**WHAT YOU WILL DO**
Could you turn every line of the data below into a numbered list, leaving out any blank lines?
── DATA SECTION
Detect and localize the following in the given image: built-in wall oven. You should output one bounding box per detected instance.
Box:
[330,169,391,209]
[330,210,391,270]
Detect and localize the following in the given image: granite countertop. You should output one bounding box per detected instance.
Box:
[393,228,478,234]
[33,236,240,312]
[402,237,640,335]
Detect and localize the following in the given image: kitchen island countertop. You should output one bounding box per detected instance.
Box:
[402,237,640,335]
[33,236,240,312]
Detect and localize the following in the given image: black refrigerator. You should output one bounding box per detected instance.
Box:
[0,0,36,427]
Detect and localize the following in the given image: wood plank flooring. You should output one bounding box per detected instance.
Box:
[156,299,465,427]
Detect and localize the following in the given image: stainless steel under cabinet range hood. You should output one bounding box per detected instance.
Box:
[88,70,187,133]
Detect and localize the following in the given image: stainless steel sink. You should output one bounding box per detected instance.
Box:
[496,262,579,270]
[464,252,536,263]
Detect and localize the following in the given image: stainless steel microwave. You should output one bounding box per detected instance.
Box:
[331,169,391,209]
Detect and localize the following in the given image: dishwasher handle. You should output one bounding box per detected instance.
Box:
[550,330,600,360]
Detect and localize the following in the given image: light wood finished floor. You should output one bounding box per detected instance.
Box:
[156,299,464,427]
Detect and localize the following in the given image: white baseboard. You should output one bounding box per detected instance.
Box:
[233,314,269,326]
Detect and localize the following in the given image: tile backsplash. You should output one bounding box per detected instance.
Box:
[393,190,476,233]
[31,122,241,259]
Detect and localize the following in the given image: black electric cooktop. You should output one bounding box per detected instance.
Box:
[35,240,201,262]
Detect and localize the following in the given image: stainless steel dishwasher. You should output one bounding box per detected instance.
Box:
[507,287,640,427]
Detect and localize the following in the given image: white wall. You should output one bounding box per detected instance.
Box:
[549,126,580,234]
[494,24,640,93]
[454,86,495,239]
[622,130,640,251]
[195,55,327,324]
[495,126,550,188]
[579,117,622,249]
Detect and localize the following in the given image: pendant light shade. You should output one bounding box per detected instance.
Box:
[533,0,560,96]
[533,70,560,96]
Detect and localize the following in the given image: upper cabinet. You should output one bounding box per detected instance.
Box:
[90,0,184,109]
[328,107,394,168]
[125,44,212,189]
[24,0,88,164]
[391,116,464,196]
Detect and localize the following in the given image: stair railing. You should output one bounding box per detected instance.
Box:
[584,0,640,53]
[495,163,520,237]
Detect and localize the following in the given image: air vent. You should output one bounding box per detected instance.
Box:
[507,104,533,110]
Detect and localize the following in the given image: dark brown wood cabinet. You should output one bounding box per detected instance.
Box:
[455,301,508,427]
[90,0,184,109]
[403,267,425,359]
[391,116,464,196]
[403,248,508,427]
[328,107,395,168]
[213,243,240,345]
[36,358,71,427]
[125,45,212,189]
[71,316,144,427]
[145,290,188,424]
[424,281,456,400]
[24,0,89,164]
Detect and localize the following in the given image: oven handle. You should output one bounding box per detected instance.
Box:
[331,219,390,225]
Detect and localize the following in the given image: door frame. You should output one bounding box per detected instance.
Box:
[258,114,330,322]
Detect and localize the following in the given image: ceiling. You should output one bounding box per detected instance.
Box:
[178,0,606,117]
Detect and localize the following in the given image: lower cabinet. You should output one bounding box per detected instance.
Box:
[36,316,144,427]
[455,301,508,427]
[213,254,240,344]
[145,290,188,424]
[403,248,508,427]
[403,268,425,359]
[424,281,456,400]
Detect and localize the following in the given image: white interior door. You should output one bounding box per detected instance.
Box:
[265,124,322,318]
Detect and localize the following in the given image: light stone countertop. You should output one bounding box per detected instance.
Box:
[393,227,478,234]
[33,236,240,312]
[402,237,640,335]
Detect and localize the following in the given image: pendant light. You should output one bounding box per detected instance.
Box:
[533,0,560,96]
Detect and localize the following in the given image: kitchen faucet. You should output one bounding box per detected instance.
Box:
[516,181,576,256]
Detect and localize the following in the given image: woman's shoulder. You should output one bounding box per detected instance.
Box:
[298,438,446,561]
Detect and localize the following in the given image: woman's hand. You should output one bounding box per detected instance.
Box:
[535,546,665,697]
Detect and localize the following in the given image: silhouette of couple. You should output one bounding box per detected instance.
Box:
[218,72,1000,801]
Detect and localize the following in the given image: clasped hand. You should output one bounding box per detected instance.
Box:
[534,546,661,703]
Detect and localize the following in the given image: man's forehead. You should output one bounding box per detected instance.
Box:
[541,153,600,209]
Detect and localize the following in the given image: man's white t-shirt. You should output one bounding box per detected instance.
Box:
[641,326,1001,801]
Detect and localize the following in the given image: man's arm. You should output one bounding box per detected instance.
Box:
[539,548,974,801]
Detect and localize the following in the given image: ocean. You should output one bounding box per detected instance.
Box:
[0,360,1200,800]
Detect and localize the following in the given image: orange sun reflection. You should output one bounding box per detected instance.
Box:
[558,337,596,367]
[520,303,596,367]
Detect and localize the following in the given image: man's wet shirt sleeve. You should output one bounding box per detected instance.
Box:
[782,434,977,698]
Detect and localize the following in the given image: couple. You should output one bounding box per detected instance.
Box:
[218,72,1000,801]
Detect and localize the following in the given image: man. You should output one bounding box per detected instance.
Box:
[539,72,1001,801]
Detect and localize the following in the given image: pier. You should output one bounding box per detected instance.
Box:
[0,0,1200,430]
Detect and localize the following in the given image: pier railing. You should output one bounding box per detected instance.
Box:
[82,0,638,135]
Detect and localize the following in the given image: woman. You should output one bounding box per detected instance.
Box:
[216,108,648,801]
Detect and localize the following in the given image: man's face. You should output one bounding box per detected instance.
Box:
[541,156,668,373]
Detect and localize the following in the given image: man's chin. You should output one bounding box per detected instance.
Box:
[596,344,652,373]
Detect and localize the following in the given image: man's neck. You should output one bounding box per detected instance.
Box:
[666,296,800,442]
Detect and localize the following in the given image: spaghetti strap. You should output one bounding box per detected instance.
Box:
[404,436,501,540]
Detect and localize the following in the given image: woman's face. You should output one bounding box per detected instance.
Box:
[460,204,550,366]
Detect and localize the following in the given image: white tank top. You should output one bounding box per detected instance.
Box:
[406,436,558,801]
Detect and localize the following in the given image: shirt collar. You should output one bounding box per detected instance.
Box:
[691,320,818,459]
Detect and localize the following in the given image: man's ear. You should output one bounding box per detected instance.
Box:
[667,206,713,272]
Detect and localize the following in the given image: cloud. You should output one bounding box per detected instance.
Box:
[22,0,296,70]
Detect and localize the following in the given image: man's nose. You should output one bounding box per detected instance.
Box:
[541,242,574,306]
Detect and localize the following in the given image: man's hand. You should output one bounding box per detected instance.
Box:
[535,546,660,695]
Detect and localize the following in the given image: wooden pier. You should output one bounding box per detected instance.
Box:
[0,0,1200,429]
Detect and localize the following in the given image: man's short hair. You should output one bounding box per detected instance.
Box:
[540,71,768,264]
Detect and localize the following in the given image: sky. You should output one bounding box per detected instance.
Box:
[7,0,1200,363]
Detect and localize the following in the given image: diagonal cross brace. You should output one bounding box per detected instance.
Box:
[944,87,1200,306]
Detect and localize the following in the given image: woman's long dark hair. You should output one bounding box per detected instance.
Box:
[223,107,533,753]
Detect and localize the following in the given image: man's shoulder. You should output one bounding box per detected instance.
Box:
────
**EXERCISE ANSWER**
1. Detect and localize the following in the given image: built-in wall oven. You should output one bounding box per detected instance.
2. Box:
3. [330,169,391,209]
4. [330,210,391,270]
5. Detect and localize the following in the given image: granite countertop. You should output one bounding box per detected instance.
6. Box:
7. [393,228,478,234]
8. [33,236,240,312]
9. [402,237,640,335]
10. Detect and localize the following in the given image: kitchen island countertop. You should output one bounding box per detected instance.
11. Box:
12. [402,237,640,335]
13. [33,236,240,312]
14. Detect and localize the following in the given image: black refrigerator. You should output one bounding box per detected instance.
15. Box:
16. [0,0,36,427]
17. Detect and localize the following in the given image: wood plank flooring. You should output one bounding box per detected instance.
18. Box:
19. [156,299,465,427]
20. Detect and localize the following in the given image: stainless steel under cabinet range hood. You should output one bounding box per detected instance.
21. Box:
22. [88,70,187,133]
23. Detect and localize the following in the given image: stainless steel sink. You should output one bounding box per detected instance.
24. Box:
25. [496,262,579,270]
26. [464,252,536,263]
27. Detect and localize the following in the given image: stainless steel microwave. You should output one bounding box per detected instance.
28. Box:
29. [331,169,391,209]
30. Detect and localize the following in the given image: dishwasher handle. You should output one bounding box per detected instance.
31. Box:
32. [550,330,600,360]
33. Detect and localize the following in the given image: light wood finished floor. You should output one bounding box per detected instance.
34. Box:
35. [156,299,464,427]
36. Detect and localize the following in the given image: white baseboard. You should output one bounding box per detected instance.
37. Box:
38. [233,314,269,326]
39. Detect and localize the following in the given image: tile backsplash. You should output one bounding box per detected instance.
40. Box:
41. [393,190,476,233]
42. [31,122,241,259]
43. Detect and localize the following in the given image: black electric cooktop. You should output one bounding box per detected instance.
44. Box:
45. [35,240,201,262]
46. Detect and localize the following in the given image: stainless steel dishwasher. You should output one bounding box per detected instance.
47. Box:
48. [507,287,640,427]
49. Detect and localize the following in the given image: white wall. You should output one bounding box per detected instance.
50. Box:
51. [549,126,580,234]
52. [494,24,640,93]
53. [454,86,495,239]
54. [622,130,640,251]
55. [195,55,327,324]
56. [495,126,550,188]
57. [579,117,622,249]
58. Detect and localize the following in the given image: pendant light shade. You should output one bounding box per detected instance.
59. Box:
60. [533,0,560,96]
61. [533,70,560,96]
62. Detect and localize the following in the given image: upper cabinet. You should output one bounding box per detected instance.
63. Box:
64. [90,0,184,109]
65. [328,107,394,168]
66. [125,44,212,189]
67. [24,0,88,164]
68. [391,116,464,196]
69. Detect and localize the following in the given image: stair railing. You should output one bounding box per detected instance.
70. Box:
71. [584,0,640,53]
72. [495,163,520,237]
73. Detect and localize the following in the given image: air vent. You should output one bounding box per detected instance.
74. Box:
75. [507,104,533,110]
76. Detect and localize the following in the given image: dark brown wood cabinet. You should output one bounding box per detected instance.
77. Box:
78. [455,301,508,427]
79. [90,0,184,109]
80. [403,267,425,359]
81. [391,116,464,196]
82. [403,248,508,427]
83. [328,107,395,168]
84. [213,243,240,345]
85. [36,358,71,427]
86. [125,45,212,189]
87. [71,316,144,427]
88. [145,290,188,424]
89. [424,281,456,400]
90. [24,0,89,164]
91. Detect and localize the following in the given image: oven handle. You should output one bounding box per detected instance.
92. Box:
93. [331,219,390,225]
94. Detect and localize the following in the given image: door frame. You should output one bounding box per detected instance.
95. Box:
96. [258,114,330,322]
97. Detect and localize the following in the given image: ceiling. You should output one bounding box per detected instance.
98. Box:
99. [178,0,606,117]
100. Detect and localize the following in the given image: lower cabinet. You should output one bounding box per detected instance.
101. Box:
102. [36,316,144,427]
103. [455,301,508,427]
104. [213,254,240,344]
105. [145,290,188,424]
106. [403,248,508,427]
107. [403,268,425,359]
108. [424,281,456,400]
109. Detect and localize the following in the given image: white interior door. You should output one bounding box per detected instance.
110. Box:
111. [265,124,322,318]
112. Detect and localize the following in the given image: light stone countertop. You should output one bounding box per detected instance.
113. Box:
114. [393,227,478,234]
115. [33,236,240,312]
116. [402,237,640,335]
117. Detect and localize the following in the given image: pendant light. You should output one bounding box per detected instance.
118. Box:
119. [533,0,560,96]
120. Detect and localize the following in the given image: kitchen faucet. You should output one bounding box per detected instance.
121. Box:
122. [516,181,576,256]
123. Detect and localize the following in the given image: woman's shoulder. You should output one bounding box per detected instance.
124. Box:
125. [298,438,446,561]
126. Detect and localize the following in the given image: woman's hand. You should output one bounding box per detected instance.
127. Box:
128. [535,546,665,697]
129. Detect and localize the following in the given image: silhouette of couple. You should output one bounding box per detected instance.
130. Box:
131. [218,72,1000,801]
132. Detect and localize the following in the given image: clasped hand. You should output one bounding box per detected instance.
133. Box:
134. [534,546,661,703]
135. Detect and localize the following in the given image: man's forehead. You should output one bounding box per detected instance.
136. Box:
137. [541,153,600,209]
138. Detect and localize the following in the given image: man's white t-shirt. You should output one bounding box per detected instance.
139. Box:
140. [641,326,1001,801]
141. Detect and localize the following in the given image: man's arm. You should output one bounding box per detected instance.
142. Box:
143. [539,548,974,801]
144. Detect and localize the following in the given image: ocean. You should output one bounding box per detected instance.
145. Box:
146. [0,360,1200,800]
147. Detect and localize the following in the given image: orange sun reflection. You should output one bounding box per detected instance.
148. Box:
149. [558,337,596,367]
150. [520,303,596,367]
151. Detect and localize the following in the given image: man's wet shirt sleeve. You should output one bounding box per detected instance.
152. Box:
153. [782,434,977,698]
154. Detect and localize the following in the given image: couple. You should output one bounding box per detected instance.
155. Box:
156. [218,72,1000,801]
157. Detect and localize the following in the given image: man. You should output one bounding box per detected instance.
158. Box:
159. [539,72,1001,801]
160. Detect and localize the following in the given image: pier. You should output one bounding box per detected instance.
161. Box:
162. [0,0,1200,430]
163. Detect and localize the following in the given image: pier railing. You should output one bounding box per detected instance.
164. Box:
165. [82,0,638,135]
166. Detect and localize the following in the given image: woman. You should output one bounding box per detected instance.
167. Box:
168. [216,108,648,801]
169. Detect and localize the following in the given image: man's face. You should output one bounding box per detected instance.
170. Box:
171. [541,156,668,373]
172. Detect and localize the following in the given image: man's chin. You should output one bounding box per detected instance.
173. Box:
174. [596,344,652,373]
175. Detect and localize the following in the given image: man's neck. You should output one bounding box per detected instance.
176. Box:
177. [666,296,800,442]
178. Detect and localize the following in the given image: spaghetti strap. You should output one bounding box per detected instance.
179. Box:
180. [404,436,501,540]
181. Detect and localize the following in the given image: woman's face. You should output one bounding box per detected instance.
182. Box:
183. [460,204,550,366]
184. Detect and localize the following in the given image: white tank top. You should output one bounding box per detected instance.
185. Box:
186. [406,436,558,801]
187. Detect and localize the following in the given image: shirt collar. You should output one bounding box per detected instance.
188. Box:
189. [691,320,818,459]
190. Detect and localize the following in the given image: man's ear. You should output one bounding box per detected instance.
191. Box:
192. [667,206,713,272]
193. Detect and localize the following in the given image: cloud. You should output one bounding box per detected instance.
194. Box:
195. [22,0,296,70]
196. Detect and localize the following in the given image: man's nose. You should output one bounding box per detected instance.
197. Box:
198. [541,242,574,306]
199. Detect and localize the following in the given image: man's hand. You should output one bounding box per detected instance.
200. Box:
201. [535,546,660,695]
202. Detect and localize the following in the given image: wooden pier. You should output one bounding box per detected instance.
203. Box:
204. [0,0,1200,429]
205. Detect and localize the following in the given image: man's short hair. You should output one bounding box per detected instance.
206. Box:
207. [540,71,768,264]
208. Detect and localize the following in the given image: sky. You should output one bounding box per detected instance.
209. Box:
210. [7,0,1200,363]
211. Detect and localize the following in the given image: diagonal cross brace. You should output one bounding box per detected instance.
212. Box:
213. [944,87,1200,306]
214. Detect and localize the following in the given image: woman's long dark hair. You should output one bounding box per detected instance.
215. Box:
216. [223,107,533,753]
217. Detect and localize the following in the given image: man's shoulder. You should output one bounding box per detected instance.
218. Box:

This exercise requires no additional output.